Task statement
Convert every line of the rows below into a JSON list of strings, one string per line, and leave out any blank lines.

Listing
_ _ _ _ _ _ _

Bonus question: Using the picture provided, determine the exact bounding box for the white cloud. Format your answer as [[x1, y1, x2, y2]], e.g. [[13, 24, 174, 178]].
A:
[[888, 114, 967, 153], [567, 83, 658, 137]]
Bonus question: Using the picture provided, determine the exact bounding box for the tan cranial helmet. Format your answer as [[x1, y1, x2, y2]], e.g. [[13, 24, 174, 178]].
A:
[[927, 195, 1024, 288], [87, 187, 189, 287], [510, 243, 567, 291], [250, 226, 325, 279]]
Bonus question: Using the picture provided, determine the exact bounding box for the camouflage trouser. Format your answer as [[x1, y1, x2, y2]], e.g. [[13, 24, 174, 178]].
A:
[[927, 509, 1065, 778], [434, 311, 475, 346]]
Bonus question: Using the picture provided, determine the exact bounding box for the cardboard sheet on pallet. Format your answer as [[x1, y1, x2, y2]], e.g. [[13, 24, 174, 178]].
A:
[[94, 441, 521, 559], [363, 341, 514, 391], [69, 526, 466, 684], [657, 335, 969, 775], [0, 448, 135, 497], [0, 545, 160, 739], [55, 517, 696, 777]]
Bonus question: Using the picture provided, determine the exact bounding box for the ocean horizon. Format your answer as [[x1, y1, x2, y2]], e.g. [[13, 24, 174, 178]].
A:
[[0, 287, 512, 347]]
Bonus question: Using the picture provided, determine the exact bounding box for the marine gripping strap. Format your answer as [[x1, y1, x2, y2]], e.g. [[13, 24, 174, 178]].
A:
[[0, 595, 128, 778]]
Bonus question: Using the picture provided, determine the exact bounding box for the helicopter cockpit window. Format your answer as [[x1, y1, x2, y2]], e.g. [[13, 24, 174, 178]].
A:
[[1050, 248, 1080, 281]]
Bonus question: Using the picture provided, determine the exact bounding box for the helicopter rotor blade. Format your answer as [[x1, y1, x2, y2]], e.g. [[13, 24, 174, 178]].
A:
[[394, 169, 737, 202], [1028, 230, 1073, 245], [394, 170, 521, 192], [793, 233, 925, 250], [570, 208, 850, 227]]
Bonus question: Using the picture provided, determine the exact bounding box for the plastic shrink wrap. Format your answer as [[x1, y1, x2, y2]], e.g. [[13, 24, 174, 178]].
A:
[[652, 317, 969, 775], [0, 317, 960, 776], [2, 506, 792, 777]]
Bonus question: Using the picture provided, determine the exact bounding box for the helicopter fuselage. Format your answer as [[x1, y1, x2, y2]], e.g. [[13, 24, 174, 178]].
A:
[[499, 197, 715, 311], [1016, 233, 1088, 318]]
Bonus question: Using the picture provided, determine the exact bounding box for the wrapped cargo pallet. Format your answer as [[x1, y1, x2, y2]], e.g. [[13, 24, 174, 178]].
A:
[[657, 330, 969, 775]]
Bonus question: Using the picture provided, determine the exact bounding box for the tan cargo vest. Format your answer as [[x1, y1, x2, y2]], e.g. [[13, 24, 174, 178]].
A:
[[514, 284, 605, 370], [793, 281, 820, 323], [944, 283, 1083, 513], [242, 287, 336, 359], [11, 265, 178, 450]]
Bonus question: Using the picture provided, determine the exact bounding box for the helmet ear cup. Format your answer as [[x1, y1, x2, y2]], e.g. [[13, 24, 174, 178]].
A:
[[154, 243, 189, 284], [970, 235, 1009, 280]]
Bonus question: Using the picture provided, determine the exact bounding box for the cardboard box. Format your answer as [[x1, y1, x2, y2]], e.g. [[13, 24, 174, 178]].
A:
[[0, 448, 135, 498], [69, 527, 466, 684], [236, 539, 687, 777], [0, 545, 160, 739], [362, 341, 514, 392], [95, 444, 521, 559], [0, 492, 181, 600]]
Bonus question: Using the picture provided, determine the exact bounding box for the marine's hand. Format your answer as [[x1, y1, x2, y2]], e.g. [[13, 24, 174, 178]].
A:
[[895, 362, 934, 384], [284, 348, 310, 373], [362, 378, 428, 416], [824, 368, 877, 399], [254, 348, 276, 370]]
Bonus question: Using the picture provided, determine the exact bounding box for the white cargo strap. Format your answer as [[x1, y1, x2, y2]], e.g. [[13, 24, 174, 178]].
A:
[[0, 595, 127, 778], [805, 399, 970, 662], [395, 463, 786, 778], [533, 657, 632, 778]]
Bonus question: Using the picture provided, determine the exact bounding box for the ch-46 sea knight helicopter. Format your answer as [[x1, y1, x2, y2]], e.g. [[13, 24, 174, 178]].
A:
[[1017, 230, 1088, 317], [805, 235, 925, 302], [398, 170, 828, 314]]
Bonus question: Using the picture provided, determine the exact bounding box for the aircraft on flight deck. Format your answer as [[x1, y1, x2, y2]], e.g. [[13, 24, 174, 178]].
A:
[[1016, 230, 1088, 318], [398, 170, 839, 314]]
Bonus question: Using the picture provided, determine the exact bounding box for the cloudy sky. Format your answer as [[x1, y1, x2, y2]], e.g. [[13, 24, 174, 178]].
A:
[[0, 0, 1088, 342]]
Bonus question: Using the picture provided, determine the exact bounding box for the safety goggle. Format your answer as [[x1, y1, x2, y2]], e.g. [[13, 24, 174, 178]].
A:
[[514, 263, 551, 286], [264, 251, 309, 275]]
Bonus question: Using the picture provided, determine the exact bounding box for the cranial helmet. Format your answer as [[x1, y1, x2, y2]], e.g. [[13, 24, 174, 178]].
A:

_ _ _ _ _ _ _

Response to the exercise
[
  "Bonus question: Using the picture provided, determine the exact bounding box for the white cloud. Format your answer as [[x1, y1, x2, y2]], e.g. [[13, 24, 174, 178]].",
  "A:",
  "[[888, 114, 967, 153], [567, 83, 658, 137]]",
  "Bonus question: Using the picture provided, determine the exact bounding box for the tan cranial helmet. Format your answer as [[x1, y1, x2, y2]], e.g. [[13, 24, 174, 178]].",
  "A:",
  "[[927, 195, 1024, 288], [87, 187, 189, 287], [510, 243, 567, 291], [250, 226, 325, 279]]",
  "Bonus question: Using the picture provided, determine the exact bounding box for the camouflage trouser. Format your answer as [[x1, y1, x2, y2]], e.g. [[13, 24, 174, 178]].",
  "A:",
  "[[927, 509, 1065, 778], [434, 311, 475, 346]]",
  "Bonus question: Using the picture provided, determine the exact bounding box for the cardboard sheet on pallet. Format your answer as [[x1, y1, x2, y2]], e.g. [[13, 24, 174, 178]].",
  "A:",
  "[[94, 441, 521, 559], [363, 341, 514, 391], [69, 526, 466, 684], [657, 335, 969, 775], [0, 448, 135, 497], [0, 545, 160, 739], [55, 517, 696, 777]]",
  "Bonus question: Using the picture provided, determine the exact bounding box for the ocean horizon. Format your answer as [[x1, y1, x2, y2]], e.g. [[13, 24, 174, 178]].",
  "A:",
  "[[0, 287, 512, 347]]",
  "Bonus question: Using the picture provided, determine the exact bounding box for the marine gripping strap. Format your answer as [[x1, y1, x2, y2]], e.g. [[13, 24, 174, 178]].",
  "A:",
  "[[0, 595, 128, 778]]",
  "Bonus question: Using the picture provided, determine the exact bounding box for the helicopter cockpit window. Format your answer as [[x1, y1, x2, y2]], e.g. [[13, 24, 174, 178]].",
  "A:",
  "[[1050, 248, 1080, 281]]",
  "Bonus question: Using the picture provided, determine the exact bounding box for the helicopter rotor blade. Format your answer as [[x1, y1, x2, y2]], e.g. [[13, 24, 174, 178]].",
  "A:",
  "[[394, 169, 737, 202], [1028, 230, 1073, 245], [394, 170, 521, 192], [793, 233, 925, 250], [570, 208, 850, 227]]",
  "Bonus question: Using the picture provided, determine the exact bounding box for the plastic shrink wrap. Format your answer as [[x1, y1, x2, y2]], e.g. [[13, 24, 174, 178]].",
  "A:",
  "[[652, 317, 969, 775], [0, 317, 960, 776], [2, 506, 792, 777]]",
  "Bonus question: Using the picture provided, determine the exact bounding box for the helicopter fuselage. Format your answer as [[x1, y1, x2, y2]], e.g. [[13, 24, 174, 178]].",
  "A:",
  "[[499, 197, 715, 311], [1016, 233, 1088, 318]]",
  "Bonus question: Using the picture provided, determine the exact bounding box for the wrapped cargo pallet. Format your answer as [[x1, y1, x2, y2]], e.g. [[13, 24, 174, 178]].",
  "A:",
  "[[657, 330, 969, 775]]",
  "Bonus question: Using the picture provided, determine the exact bounding box for the tan cargo vest. Format your answer as [[x1, y1, x2, y2]], e.g. [[13, 24, 174, 178]].",
  "A:",
  "[[514, 284, 605, 370], [793, 281, 820, 323], [944, 283, 1083, 513], [242, 287, 336, 359], [11, 265, 178, 450]]",
  "Bonus question: Using the picture provided, determine the exact bounding box for the helmet ear cup. Format your answer as [[x1, y1, x2, y2]], e.g. [[13, 24, 174, 178]].",
  "A:",
  "[[154, 243, 189, 284], [970, 235, 1009, 280]]",
  "Bonus question: Using the picture provided, determine the exact bounding box for the cardboard box. Format your answer as [[x1, y1, x2, y2]], e.g. [[13, 24, 174, 178]].",
  "A:",
  "[[0, 448, 135, 498], [69, 527, 466, 684], [236, 539, 687, 777], [0, 545, 160, 739], [362, 341, 514, 392], [95, 444, 521, 559], [0, 492, 181, 600]]",
  "Bonus question: Using the picture provided, determine the exact bounding box for the marine's hand. Format your answer as [[x1, y1, x2, y2]], e.g. [[13, 24, 174, 178]].",
  "A:",
  "[[895, 362, 934, 384], [284, 348, 310, 373], [362, 378, 428, 416], [824, 368, 877, 399], [254, 348, 276, 370]]",
  "Bonus question: Using the picture provided, determine the exact bounding box for the white cargo strap. Format your answer as [[x1, y1, x2, y2]], e.g. [[13, 24, 174, 178]].",
  "A:",
  "[[0, 595, 127, 778], [805, 399, 970, 662], [395, 463, 786, 778], [533, 657, 632, 778]]",
  "Bonus question: Using the picture provided, determine the exact bounding box for the ch-46 sea knight helicopter. Format your answer as [[x1, y1, x2, y2]], e.g. [[13, 24, 174, 178]].",
  "A:",
  "[[1017, 230, 1088, 317], [805, 235, 925, 302], [398, 170, 828, 314]]",
  "Bonus question: Using the picture provided, determine the exact bounding box for the aircraft on flight deck. Format your answer as [[x1, y1, x2, y2]], e.g. [[13, 24, 174, 178]].",
  "A:",
  "[[1016, 230, 1088, 318], [398, 170, 839, 314]]",
  "Bonus question: Using the picture provided, determine the exact bounding box for the cloudy sky. Format your answer as [[x1, y1, x2, y2]], e.g. [[13, 24, 174, 178]].",
  "A:",
  "[[0, 0, 1088, 342]]",
  "Bonus question: Using the picture provided, determine the exact bounding box for the safety goggle. Format your answer as [[x1, y1, x2, y2]], e.g. [[13, 24, 174, 178]].",
  "A:",
  "[[514, 263, 551, 286], [264, 251, 309, 275]]",
  "Bonus question: Using the picture provided, determine the exact bounding box for the cranial helmet. Format your answer as [[x1, y1, x2, y2]], e.g. [[13, 24, 174, 178]].",
  "A:"
]